DOCUMENT EXTRACT:
[Start of Attachment]

By Hidir Reduan Abdul Rashid | Malaysiakini
The suspension of Parliament during the current emergency will prevent proper checks against the power of the prime minister, according to the legal fraternity.
Lawyers also questioned whether the emergency proclamation intended to curb the spread of Covid-19 in Malaysia was actually a response to certain political manoeuvres to topple the present administration.
Constitutional lawyer New Sin Yew said Prime Minister Muhyiddin Yassin’s announcement today that Dewan Rakyat sittings are suspended during the emergency basically amounted to the disappearance of a mechanism to scrutinise the actions of the government.
“If Parliament is suspended, then there is no check and balance on the actions of the government.
“Part of Parliament’s role is to scrutinise the actions of the government of the day. Now, that is gone during the emergency,” New told Malaysiakini today.
Today, in a televised speech, Muhyiddin announced that no elections or Parliament sittings would be conducted during the current emergency.
In what is believed to be a veiled reference to certain quarters within Umno, the prime minister noted that some were pressuring him to call for an election during the pandemic.
Muhyiddin said he cannot do so during a pandemic but assured that he will call for polls as soon as it is safe to do so.
Through a Facebook posting today, another constitutional lawyer, Surendra Ananth, said that the present situation now empowers the prime minister to make ordinances that can affect a person’s fundamental rights enshrined in the Federal Constitution.
Among them are the right to free speech, expression, and association, the right to life and personal liberty, and equality before the law.
“It is unfortunate that Parliament will not be sitting…
“Parliament acts as a check and balance for the proclamation of emergency and ordinances made by the PM (prime minister)…
“Wide-ranging powers now rest with the PM to make ordinances that can contravene the Federal Constitution including our fundamental rights,” the lawyer cautioned.

[End of Attachment]

ASSIGNED TASK 1:
Answer these questions about the article on the suspension of Malaysia's Parliament:
(a) What is New Sin Yew's profession?
(b) Where did Surendra Ananth post his comments?
(c) What did Muhyiddin promise to do as soon as it is safe?
ASSIGNED TASK 2:
Reproduce word for word the part of the Parliament suspension article from "Muhyiddin said he" to "the lawyer cautioned.".
ASSIGNED TASK 3:
Carry on writing the article about the suspension of Malaysia's Parliament during the emergency, starting after its final sentence.
The records were taken from a separate source and are unrelated to the article.

DATA TO EXAMINE:
[Start of Attachment]

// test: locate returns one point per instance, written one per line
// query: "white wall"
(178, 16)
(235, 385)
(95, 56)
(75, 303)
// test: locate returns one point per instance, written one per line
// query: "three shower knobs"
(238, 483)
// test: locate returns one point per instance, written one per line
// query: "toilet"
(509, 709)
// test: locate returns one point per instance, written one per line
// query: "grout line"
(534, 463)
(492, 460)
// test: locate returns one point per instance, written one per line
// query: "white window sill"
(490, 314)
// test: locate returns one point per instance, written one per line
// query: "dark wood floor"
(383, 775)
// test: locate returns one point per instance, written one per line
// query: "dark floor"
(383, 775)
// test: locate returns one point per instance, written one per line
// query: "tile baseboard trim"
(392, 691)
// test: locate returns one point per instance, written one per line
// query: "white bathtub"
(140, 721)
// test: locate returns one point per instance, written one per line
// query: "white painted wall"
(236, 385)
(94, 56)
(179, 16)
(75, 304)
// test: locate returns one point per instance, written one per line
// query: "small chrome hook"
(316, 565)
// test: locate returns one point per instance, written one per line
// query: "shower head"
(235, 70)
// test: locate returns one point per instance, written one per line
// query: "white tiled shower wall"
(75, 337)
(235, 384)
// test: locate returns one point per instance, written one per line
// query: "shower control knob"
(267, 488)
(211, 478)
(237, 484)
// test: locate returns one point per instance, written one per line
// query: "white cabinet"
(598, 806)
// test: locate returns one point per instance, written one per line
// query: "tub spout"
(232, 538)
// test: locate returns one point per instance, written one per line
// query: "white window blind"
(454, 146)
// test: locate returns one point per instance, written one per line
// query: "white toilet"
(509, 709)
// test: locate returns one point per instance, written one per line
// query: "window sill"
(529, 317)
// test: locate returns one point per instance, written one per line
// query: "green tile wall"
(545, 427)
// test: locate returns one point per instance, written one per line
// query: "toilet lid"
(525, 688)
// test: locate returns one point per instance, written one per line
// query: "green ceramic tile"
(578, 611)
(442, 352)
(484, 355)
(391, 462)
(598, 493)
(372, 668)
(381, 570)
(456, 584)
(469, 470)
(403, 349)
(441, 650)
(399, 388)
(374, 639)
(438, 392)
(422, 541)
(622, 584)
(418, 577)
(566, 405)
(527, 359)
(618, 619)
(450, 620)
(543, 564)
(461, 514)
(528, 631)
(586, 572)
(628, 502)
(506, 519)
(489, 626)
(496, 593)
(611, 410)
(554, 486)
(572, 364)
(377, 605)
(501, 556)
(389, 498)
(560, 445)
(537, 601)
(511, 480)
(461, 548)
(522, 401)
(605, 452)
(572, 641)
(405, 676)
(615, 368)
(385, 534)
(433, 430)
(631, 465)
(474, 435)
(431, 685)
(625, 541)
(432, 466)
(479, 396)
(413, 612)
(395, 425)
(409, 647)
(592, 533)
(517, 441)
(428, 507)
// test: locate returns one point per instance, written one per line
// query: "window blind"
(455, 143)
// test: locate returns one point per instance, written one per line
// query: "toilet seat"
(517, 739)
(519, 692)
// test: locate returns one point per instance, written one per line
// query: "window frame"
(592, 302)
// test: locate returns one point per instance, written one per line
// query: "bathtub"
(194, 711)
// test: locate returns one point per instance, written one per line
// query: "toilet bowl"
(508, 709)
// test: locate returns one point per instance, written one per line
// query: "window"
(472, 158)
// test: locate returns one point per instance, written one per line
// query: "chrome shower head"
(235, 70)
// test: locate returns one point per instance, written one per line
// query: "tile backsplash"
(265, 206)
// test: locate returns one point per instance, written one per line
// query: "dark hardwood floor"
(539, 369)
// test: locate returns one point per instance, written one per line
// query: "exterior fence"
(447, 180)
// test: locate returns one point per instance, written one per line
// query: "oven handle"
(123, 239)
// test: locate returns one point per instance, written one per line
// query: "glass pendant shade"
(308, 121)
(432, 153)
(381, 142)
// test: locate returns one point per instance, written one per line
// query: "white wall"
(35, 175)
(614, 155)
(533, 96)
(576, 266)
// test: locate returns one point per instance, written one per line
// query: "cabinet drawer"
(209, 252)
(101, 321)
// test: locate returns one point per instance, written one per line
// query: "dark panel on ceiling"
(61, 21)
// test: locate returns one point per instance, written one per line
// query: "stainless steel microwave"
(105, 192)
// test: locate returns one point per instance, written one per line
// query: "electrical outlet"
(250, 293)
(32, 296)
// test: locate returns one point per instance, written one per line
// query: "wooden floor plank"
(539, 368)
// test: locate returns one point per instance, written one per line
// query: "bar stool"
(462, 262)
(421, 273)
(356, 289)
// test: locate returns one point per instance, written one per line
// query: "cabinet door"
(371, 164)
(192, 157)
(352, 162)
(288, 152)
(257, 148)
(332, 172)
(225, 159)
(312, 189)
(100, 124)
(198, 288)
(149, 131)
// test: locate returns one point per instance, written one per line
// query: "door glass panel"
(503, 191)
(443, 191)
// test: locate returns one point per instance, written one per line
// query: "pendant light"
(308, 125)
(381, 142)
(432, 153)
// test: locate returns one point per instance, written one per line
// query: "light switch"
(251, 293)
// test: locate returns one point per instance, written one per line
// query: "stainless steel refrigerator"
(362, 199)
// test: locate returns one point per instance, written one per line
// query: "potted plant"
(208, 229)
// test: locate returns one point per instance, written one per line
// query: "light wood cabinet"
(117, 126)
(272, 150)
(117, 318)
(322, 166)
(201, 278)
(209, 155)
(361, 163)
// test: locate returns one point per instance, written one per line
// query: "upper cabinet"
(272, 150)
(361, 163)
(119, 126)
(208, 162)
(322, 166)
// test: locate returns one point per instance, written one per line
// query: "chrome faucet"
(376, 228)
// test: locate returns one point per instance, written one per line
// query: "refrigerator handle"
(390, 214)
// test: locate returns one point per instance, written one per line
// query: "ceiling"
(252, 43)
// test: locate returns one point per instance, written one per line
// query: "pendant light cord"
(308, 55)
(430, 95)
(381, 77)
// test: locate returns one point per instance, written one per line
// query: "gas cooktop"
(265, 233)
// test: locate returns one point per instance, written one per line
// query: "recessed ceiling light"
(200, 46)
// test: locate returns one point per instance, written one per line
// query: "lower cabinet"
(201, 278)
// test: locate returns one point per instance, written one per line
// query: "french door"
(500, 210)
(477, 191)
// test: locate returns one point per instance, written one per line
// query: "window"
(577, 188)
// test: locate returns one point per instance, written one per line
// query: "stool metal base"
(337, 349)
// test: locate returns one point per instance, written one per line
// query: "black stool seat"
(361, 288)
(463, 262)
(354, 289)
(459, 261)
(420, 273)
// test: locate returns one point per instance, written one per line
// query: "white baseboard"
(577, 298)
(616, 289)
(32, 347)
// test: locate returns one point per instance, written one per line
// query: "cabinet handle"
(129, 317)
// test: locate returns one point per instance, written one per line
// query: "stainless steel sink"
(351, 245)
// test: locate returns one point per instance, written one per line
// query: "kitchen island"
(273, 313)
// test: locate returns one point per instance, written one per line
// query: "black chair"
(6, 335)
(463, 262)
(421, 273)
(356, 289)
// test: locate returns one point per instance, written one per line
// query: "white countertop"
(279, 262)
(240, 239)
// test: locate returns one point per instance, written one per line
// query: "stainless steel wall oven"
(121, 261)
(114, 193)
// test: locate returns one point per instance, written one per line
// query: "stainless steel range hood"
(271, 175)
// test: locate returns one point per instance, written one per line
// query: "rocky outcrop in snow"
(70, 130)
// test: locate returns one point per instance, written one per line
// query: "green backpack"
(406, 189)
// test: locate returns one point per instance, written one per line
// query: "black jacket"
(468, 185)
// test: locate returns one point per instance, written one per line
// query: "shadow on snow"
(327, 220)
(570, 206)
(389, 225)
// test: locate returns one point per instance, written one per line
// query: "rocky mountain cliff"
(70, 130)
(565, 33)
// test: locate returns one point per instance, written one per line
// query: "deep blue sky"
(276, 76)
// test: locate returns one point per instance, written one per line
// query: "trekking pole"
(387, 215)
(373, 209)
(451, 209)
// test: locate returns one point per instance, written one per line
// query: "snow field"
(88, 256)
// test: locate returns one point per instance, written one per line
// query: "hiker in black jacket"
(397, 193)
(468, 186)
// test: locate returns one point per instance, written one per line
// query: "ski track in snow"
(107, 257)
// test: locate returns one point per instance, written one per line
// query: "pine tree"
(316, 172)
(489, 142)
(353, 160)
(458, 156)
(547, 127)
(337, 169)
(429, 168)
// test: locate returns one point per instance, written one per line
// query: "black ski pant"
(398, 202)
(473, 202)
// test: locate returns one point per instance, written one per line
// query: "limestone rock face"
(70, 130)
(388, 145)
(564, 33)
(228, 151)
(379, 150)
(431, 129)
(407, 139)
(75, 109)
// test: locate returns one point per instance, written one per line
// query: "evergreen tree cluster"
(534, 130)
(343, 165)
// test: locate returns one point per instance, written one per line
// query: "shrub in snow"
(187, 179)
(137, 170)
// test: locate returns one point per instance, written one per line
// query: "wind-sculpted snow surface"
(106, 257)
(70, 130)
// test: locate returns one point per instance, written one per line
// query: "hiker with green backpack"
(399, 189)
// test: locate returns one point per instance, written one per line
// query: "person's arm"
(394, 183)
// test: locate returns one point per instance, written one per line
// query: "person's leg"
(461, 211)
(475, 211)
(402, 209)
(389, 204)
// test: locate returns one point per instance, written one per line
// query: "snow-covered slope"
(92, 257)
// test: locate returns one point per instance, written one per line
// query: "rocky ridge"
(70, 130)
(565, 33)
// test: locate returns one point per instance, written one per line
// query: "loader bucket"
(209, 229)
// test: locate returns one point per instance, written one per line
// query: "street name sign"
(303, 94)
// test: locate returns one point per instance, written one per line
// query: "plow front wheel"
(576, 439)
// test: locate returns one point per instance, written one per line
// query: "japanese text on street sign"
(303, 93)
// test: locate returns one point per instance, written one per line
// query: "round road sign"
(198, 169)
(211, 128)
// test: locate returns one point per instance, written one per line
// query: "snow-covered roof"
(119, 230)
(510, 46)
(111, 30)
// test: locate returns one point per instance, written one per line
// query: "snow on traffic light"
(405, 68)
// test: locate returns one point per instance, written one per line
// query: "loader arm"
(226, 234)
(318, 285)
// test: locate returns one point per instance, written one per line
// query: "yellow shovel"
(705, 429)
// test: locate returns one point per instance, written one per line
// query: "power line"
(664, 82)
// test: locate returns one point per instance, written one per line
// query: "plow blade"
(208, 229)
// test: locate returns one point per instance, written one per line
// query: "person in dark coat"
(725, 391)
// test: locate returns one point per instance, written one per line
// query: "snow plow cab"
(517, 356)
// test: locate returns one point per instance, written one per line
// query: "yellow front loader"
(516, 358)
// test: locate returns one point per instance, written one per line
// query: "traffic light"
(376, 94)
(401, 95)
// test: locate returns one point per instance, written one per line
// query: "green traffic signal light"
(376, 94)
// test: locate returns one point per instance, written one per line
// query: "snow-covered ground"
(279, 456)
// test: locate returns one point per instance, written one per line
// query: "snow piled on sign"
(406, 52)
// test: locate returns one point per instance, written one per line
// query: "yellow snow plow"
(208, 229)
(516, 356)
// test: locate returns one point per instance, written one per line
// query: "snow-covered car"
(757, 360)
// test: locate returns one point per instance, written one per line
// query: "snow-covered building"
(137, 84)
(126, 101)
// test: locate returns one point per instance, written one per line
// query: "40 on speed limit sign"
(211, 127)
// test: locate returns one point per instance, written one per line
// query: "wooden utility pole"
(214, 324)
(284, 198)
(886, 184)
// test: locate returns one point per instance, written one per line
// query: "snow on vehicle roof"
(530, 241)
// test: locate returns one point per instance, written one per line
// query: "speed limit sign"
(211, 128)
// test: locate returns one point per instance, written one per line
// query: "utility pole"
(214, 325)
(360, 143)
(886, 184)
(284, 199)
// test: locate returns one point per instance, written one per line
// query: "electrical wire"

[End of Attachment]

OUTPUT 1:
(a) He is a constitutional lawyer.
(b) In a Facebook posting.
(c) Call for polls.

OUTPUT 2:
Muhyiddin said he cannot do so during a pandemic but assured that he will call for polls as soon as it is safe to do so.
Through a Facebook posting today, another constitutional lawyer, Surendra Ananth, said that the present situation now empowers the prime minister to make ordinances that can affect a person’s fundamental rights enshrined in the Federal Constitution.
Among them are the right to free speech, expression, and association, the right to life and personal liberty, and equality before the law.
“It is unfortunate that Parliament will not be sitting…
“Parliament acts as a check and balance for the proclamation of emergency and ordinances made by the PM (prime minister)…
“Wide-ranging powers now rest with the PM to make ordinances that can contravene the Federal Constitution including our fundamental rights,” the lawyer cautioned.

OUTPUT 3:
He explained that when Parliament is not sitting due to the emergency, the Agong, on the advice of the prime minister, can make ordinances that could potentially violate a person’s fundamental rights and provisions in the Federal Constitution, except for matters concerning custom, Islamic law, native law, citizenship, religion, and language.
However, Surendra noted that Article 55 of the Federal Constitution states that there cannot be more than a six-month gap between parliamentary sessions, and that the last sitting was on Dec 17 last year.
“Constitutionally, he (prime minister) can postpone the sitting of Parliament to June 17, 2021.
“Under Article 55 there cannot be more than a six-month gap between sittings of Parliament. The last sitting was on Dec 17, 2020, I believe.
“However, he could arguably pass a law to derogate from Article 55, thus allowing the suspension of Parliament during the emergency period,” Surendra said.
Lawyer Muhammad Rafique Rashid Ali claimed that the emergency proclamation was Muhyiddin’s attempt to cling to power because he allegedly lost his majority support from lawmakers.
“The effect is for all to see. A desperate attempt to cling on to political power when it is clear to all that the PM has lost his majority.
“One question which is unclear, at the point of time when the PM was advising the King, was he still having majority? Hence to me, the advice is subject to judicial scrutiny,” Rafique told Malaysiakini.
Another lawyer, Syed Iskandar Syed Jaafar, echoed a similar claim, adding that there is no need for the emergency proclamation when there are other ways to tackle the spread of Covid-19 in Malaysia.
He pointed to the portion of Muhyiddin’s speech on the emergency today when the premier made reference to certain quarters calling for election during the pandemic.
“In the speech, he talked about election proposed by certain quarters and that he is taking action as a responsible leader.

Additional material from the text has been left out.